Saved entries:
= Beginning of Section =
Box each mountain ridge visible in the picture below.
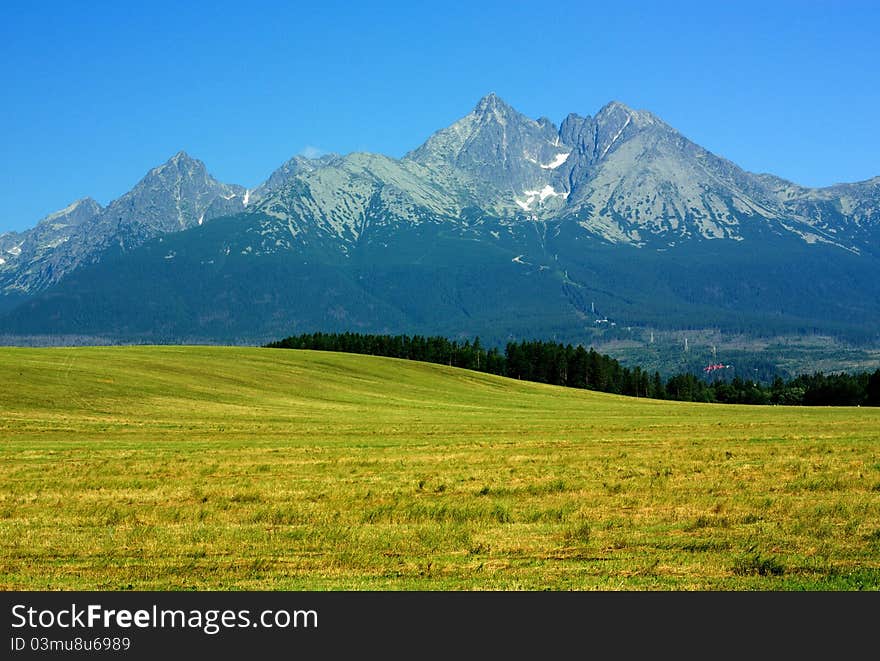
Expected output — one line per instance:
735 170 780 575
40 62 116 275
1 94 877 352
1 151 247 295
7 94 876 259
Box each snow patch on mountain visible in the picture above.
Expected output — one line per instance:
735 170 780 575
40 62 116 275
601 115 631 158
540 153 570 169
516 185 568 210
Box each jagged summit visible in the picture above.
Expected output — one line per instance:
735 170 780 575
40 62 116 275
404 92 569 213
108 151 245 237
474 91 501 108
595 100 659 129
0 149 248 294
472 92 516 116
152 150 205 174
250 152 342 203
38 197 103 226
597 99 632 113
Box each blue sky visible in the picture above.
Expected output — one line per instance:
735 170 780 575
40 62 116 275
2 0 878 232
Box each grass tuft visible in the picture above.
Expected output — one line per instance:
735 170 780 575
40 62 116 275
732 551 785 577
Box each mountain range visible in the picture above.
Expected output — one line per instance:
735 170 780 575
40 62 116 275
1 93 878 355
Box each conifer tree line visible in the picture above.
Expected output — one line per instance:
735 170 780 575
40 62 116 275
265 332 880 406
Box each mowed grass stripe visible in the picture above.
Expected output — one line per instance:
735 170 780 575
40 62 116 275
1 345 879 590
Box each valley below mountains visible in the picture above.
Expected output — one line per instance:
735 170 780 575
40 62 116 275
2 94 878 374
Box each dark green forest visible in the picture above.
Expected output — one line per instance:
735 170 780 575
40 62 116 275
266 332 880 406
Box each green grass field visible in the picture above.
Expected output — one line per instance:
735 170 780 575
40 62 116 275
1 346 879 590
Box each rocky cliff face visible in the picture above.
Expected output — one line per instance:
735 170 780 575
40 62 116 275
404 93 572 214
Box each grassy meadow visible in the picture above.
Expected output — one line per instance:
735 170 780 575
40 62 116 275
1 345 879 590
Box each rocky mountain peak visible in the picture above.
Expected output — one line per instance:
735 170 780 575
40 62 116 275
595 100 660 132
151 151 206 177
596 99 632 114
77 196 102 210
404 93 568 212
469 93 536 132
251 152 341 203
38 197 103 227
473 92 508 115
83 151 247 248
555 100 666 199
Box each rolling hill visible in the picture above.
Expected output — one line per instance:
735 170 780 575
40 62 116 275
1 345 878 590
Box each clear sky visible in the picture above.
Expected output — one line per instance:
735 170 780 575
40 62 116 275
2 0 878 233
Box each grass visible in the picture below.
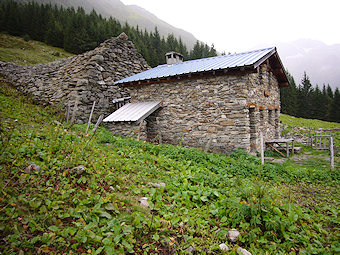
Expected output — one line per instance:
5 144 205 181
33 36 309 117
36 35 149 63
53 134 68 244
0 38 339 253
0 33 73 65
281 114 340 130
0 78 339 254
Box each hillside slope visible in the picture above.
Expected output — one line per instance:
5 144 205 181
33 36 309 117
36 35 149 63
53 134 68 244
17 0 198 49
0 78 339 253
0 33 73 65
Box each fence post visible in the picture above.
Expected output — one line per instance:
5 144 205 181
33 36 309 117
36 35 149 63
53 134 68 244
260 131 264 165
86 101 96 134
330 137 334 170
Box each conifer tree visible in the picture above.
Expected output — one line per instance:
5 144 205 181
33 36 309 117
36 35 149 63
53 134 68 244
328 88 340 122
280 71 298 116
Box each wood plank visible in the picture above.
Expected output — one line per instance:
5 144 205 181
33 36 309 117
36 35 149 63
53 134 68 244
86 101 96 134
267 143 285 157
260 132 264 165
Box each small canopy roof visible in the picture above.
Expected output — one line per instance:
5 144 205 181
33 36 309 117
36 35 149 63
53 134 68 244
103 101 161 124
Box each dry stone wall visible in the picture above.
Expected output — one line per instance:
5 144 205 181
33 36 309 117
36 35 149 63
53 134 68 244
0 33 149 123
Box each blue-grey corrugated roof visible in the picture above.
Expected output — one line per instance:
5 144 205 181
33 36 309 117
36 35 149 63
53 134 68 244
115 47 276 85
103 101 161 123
= End of Section =
▸ Problem description
Scan the data for the word "green" and copy every line where it shows up.

▸ Answer space
Box each dark green forest visible in the picture above.
Box each green grass field visible in the picture above.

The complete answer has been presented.